• _Assignment_: Nothing in the records below should be altered when they are retyped.

• _Data to process_:

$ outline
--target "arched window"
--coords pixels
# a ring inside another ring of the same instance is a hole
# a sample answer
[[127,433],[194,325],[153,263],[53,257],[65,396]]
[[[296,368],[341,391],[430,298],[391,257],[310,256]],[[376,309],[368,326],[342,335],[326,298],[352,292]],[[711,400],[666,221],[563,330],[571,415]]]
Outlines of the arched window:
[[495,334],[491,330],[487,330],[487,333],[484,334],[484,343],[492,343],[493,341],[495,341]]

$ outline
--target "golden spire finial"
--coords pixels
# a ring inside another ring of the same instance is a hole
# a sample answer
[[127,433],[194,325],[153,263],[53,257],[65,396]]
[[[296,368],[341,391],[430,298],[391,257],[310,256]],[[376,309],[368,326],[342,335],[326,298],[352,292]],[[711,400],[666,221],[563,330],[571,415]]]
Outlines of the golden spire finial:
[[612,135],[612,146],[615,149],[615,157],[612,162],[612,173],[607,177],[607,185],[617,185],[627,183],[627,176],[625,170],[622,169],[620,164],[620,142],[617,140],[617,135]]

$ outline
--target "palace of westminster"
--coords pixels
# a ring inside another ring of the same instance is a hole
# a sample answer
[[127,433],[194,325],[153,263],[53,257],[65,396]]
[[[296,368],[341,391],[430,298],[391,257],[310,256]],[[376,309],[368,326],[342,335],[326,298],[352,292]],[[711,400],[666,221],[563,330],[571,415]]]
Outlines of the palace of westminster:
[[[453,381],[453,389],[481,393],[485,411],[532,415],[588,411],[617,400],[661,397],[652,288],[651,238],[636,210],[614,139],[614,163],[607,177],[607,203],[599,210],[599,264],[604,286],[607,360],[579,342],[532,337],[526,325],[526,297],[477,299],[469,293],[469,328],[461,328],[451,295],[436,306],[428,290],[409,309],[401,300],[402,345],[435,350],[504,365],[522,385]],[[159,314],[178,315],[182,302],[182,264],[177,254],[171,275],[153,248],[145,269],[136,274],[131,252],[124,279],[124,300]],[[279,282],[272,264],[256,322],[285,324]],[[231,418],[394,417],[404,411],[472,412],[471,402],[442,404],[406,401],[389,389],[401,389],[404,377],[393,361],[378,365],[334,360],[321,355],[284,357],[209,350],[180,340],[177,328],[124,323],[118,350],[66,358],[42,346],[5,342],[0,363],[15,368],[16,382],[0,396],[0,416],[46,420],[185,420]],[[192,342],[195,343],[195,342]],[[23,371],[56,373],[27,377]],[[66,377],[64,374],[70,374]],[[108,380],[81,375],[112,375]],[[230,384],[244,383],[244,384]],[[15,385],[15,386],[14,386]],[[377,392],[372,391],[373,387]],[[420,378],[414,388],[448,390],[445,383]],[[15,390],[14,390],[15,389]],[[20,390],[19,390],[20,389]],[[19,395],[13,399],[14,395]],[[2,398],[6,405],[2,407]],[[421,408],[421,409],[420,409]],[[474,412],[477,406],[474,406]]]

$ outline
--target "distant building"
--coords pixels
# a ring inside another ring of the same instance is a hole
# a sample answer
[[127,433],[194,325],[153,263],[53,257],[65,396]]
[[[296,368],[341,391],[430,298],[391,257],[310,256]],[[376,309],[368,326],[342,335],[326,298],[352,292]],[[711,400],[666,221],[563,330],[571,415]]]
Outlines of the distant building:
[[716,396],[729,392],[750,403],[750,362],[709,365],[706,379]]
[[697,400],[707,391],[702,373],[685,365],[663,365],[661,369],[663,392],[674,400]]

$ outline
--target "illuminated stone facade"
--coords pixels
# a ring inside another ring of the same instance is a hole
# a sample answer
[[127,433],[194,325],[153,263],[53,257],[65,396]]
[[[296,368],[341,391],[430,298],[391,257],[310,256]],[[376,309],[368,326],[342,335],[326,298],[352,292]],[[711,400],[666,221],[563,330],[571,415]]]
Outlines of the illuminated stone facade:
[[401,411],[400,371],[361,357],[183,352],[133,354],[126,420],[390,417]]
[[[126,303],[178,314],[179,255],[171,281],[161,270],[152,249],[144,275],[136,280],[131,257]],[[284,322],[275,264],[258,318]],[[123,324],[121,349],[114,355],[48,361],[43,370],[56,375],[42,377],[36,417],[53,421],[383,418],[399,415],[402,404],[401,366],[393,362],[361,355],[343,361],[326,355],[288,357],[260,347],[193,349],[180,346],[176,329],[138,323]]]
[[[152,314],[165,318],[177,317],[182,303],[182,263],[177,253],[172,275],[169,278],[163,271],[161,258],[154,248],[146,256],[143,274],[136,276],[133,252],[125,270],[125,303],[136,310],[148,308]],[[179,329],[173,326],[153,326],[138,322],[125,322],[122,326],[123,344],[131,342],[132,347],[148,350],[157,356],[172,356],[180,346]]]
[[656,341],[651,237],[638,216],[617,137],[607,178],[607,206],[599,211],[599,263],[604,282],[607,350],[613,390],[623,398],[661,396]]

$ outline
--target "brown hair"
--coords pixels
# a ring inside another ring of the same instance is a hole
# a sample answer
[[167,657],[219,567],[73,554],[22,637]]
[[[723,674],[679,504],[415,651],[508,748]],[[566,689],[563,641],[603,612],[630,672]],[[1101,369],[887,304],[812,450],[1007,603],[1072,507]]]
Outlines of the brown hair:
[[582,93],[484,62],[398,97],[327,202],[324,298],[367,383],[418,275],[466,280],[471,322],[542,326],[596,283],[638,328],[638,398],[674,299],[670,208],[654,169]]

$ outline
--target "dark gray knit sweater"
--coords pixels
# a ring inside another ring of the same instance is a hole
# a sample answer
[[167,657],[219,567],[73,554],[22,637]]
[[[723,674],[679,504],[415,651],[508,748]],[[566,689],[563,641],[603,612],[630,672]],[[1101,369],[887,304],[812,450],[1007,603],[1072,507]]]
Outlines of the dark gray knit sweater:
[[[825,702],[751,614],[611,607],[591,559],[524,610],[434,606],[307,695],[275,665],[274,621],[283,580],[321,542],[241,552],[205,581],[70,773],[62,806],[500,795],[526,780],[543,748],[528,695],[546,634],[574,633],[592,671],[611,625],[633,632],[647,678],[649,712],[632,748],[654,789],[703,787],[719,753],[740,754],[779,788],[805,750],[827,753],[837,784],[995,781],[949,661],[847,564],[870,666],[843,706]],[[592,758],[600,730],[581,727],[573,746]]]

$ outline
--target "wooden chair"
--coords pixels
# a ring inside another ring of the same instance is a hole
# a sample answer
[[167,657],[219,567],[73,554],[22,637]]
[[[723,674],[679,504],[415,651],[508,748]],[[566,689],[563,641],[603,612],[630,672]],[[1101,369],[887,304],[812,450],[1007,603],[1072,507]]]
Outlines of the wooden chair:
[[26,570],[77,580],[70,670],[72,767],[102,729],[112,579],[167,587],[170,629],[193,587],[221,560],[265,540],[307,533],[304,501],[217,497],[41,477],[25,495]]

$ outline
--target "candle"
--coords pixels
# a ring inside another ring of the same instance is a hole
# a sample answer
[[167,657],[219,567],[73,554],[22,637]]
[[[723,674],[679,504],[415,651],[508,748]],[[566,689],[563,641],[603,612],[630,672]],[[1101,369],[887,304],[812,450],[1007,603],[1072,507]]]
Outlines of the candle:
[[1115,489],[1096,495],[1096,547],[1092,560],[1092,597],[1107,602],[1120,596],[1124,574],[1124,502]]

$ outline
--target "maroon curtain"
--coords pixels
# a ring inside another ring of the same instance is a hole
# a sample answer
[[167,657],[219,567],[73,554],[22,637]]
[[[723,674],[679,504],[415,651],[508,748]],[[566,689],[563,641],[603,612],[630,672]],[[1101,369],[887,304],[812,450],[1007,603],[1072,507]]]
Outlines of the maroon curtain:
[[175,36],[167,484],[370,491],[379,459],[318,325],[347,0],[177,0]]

• _Written answer_:
$ outline
--target "arched window"
--coords pixels
# a ring inside another ring of the same instance is a hole
# a sample answer
[[127,433],[194,325],[153,263],[53,257],[65,396]]
[[[296,368],[341,391],[430,298],[391,257],[310,256]],[[376,309],[368,326],[342,335],[326,298],[352,292]],[[711,400],[666,221],[563,330],[571,415]]]
Outlines of the arched window:
[[495,334],[491,330],[487,330],[487,333],[484,334],[484,343],[492,343],[493,341],[495,341]]

$ outline
--target "golden spire finial"
--coords pixels
# a ring inside another ring of the same instance is a hole
# a sample answer
[[127,433],[194,325],[153,263],[53,257],[65,396]]
[[[296,368],[341,391],[430,298],[391,257],[310,256]],[[376,309],[368,326],[342,335],[326,298],[352,292]],[[711,400],[666,221],[563,330],[571,415]]]
Outlines of the golden spire finial:
[[612,135],[612,146],[615,149],[615,157],[612,162],[612,173],[607,177],[607,185],[617,185],[627,183],[627,176],[625,170],[622,169],[620,164],[620,142],[617,140],[617,135]]

$ outline
--target "palace of westminster"
--coords pixels
# a ring inside another ring of the same instance is a hole
# a sample answer
[[127,433],[194,325],[153,263],[53,257],[65,396]]
[[[296,368],[341,391],[430,298],[391,257],[310,256]],[[376,309],[368,326],[342,335],[326,298],[352,292]],[[711,400],[666,221],[563,330],[571,415]]]
Outlines of the palace of westminster:
[[[453,381],[453,389],[481,393],[485,411],[532,415],[588,411],[617,400],[661,397],[652,288],[651,238],[636,210],[614,139],[614,163],[607,177],[607,203],[599,210],[599,264],[604,286],[607,360],[579,342],[532,337],[526,325],[526,297],[477,299],[469,293],[469,328],[461,328],[451,295],[436,306],[428,290],[409,309],[401,300],[402,345],[435,350],[504,365],[522,385]],[[159,314],[178,315],[182,302],[182,264],[177,254],[171,275],[153,248],[145,269],[136,274],[131,252],[124,279],[124,300]],[[279,282],[272,264],[256,322],[285,324]],[[231,418],[394,417],[404,411],[472,412],[471,402],[442,404],[406,401],[389,389],[401,389],[404,377],[393,361],[378,365],[334,360],[321,355],[284,357],[209,350],[180,340],[177,328],[124,323],[118,350],[66,358],[42,346],[5,342],[0,363],[15,368],[16,382],[0,396],[0,416],[46,420],[185,420]],[[192,342],[195,343],[195,342]],[[23,371],[56,373],[27,377]],[[66,377],[64,374],[70,374]],[[108,380],[81,375],[112,375]],[[230,384],[244,383],[244,384]],[[15,385],[15,386],[14,386]],[[377,392],[372,391],[373,387]],[[420,378],[414,388],[448,390],[445,383]],[[15,390],[14,390],[15,389]],[[20,390],[19,390],[20,389]],[[19,395],[13,399],[14,395]],[[2,398],[6,405],[2,407]],[[421,408],[421,409],[420,409]],[[474,412],[477,406],[474,406]]]

$ outline
--target "distant building"
--coords pixels
# a ring inside another ring of the same instance is a hole
# a sample answer
[[127,433],[194,325],[153,263],[53,257],[65,396]]
[[[296,368],[341,391],[430,298],[391,257],[310,256]],[[376,309],[368,326],[342,335],[326,298],[352,292]],[[711,400],[666,221],[563,330],[571,415]]]
Outlines of the distant building:
[[716,396],[729,392],[750,403],[750,362],[709,365],[706,379]]
[[697,400],[707,391],[702,373],[685,365],[663,365],[661,369],[663,392],[674,400]]

$ outline
--target "illuminated stone facade"
--coords pixels
# a ring inside another ring of the same instance is a hole
# a sample answer
[[127,433],[194,325],[153,263],[53,257],[65,396]]
[[[296,368],[341,391],[430,298],[391,257],[310,256]],[[376,309],[368,326],[342,335],[326,298],[352,292]],[[711,400],[666,221],[563,330],[571,415]]]
Outlines of the illuminated stone facade:
[[401,411],[400,371],[361,357],[183,352],[133,354],[126,420],[390,417]]
[[[126,303],[178,314],[179,255],[171,281],[161,270],[152,249],[144,275],[136,280],[131,257]],[[284,322],[275,264],[258,318]],[[123,324],[121,349],[114,355],[48,361],[43,370],[56,375],[42,377],[36,417],[53,421],[383,418],[399,415],[402,404],[401,366],[393,362],[361,355],[343,361],[326,355],[288,357],[260,347],[193,349],[180,346],[176,329],[138,323]]]
[[[152,314],[165,318],[177,317],[182,303],[182,263],[177,253],[172,275],[169,278],[163,271],[161,258],[154,248],[146,256],[143,274],[136,276],[133,252],[125,270],[125,303],[136,310],[148,308]],[[179,329],[173,326],[153,326],[138,322],[125,322],[122,326],[123,344],[131,342],[132,347],[148,350],[157,356],[172,356],[180,346]]]
[[656,341],[651,237],[638,216],[617,137],[607,178],[607,206],[599,211],[599,263],[604,282],[607,350],[613,390],[623,398],[661,396]]

$ outline
--target "brown hair"
--coords pixels
# a ring inside another ring of the same instance is a hole
# a sample answer
[[167,657],[219,567],[73,554],[22,637]]
[[[723,674],[679,504],[415,651],[508,748]],[[566,689],[563,641],[603,612],[630,672]],[[1101,369],[887,304],[812,450],[1007,603],[1072,507]]]
Outlines of the brown hair:
[[582,93],[484,62],[398,97],[327,202],[324,298],[367,383],[418,275],[466,280],[471,322],[542,326],[596,283],[638,328],[638,398],[674,299],[670,208],[654,169]]

$ outline
--target "dark gray knit sweater"
--coords pixels
# a ring inside another ring of the same instance is a hole
# a sample answer
[[167,657],[219,567],[73,554],[22,637]]
[[[723,674],[679,504],[415,651],[508,748]],[[566,689],[563,641],[603,612],[630,672]],[[1101,369],[887,304],[812,450],[1007,603],[1072,507]]]
Outlines of the dark gray knit sweater:
[[[825,702],[751,614],[611,607],[591,559],[524,610],[434,606],[307,695],[275,665],[274,621],[283,580],[321,542],[241,552],[205,581],[70,773],[62,806],[500,795],[526,780],[543,748],[528,695],[546,634],[574,633],[592,671],[611,625],[633,632],[647,678],[649,712],[632,748],[654,789],[703,787],[719,753],[740,754],[779,788],[805,750],[827,753],[837,784],[995,781],[949,661],[847,564],[870,666],[843,706]],[[592,758],[600,730],[581,727],[573,746]]]

$ outline
--target "wooden chair"
--coords pixels
# a ring inside another ring of the same instance is a hole
# a sample answer
[[167,657],[219,567],[73,554],[22,637]]
[[[723,674],[679,504],[415,651],[508,748]],[[566,689],[563,641],[603,612],[630,672]],[[1101,369],[887,304],[812,450],[1007,603],[1072,507]]]
Outlines of the wooden chair:
[[26,570],[77,580],[70,670],[72,767],[102,729],[112,579],[167,587],[170,629],[193,587],[221,560],[265,540],[307,533],[304,501],[217,497],[41,477],[25,495]]

$ outline
--target "candle"
--coords pixels
# a ring inside another ring of the same instance is a hole
# a sample answer
[[167,657],[219,567],[73,554],[22,637]]
[[[723,674],[679,504],[415,651],[508,748]],[[566,689],[563,641],[603,612],[630,672]],[[1101,369],[887,304],[812,450],[1007,603],[1072,507]]]
Outlines of the candle:
[[1115,489],[1096,495],[1096,547],[1092,560],[1092,597],[1107,602],[1120,596],[1124,574],[1124,502]]

$ outline
--target "maroon curtain"
--coords pixels
# a ring inside another ring of the same instance is a hole
# a sample answer
[[167,657],[219,567],[73,554],[22,637]]
[[[723,674],[679,504],[415,651],[508,748]],[[566,689],[563,641],[603,612],[630,672]],[[1101,369],[887,304],[812,450],[1007,603],[1072,507]]]
Outlines of the maroon curtain:
[[175,36],[167,484],[370,491],[379,459],[318,325],[347,0],[177,0]]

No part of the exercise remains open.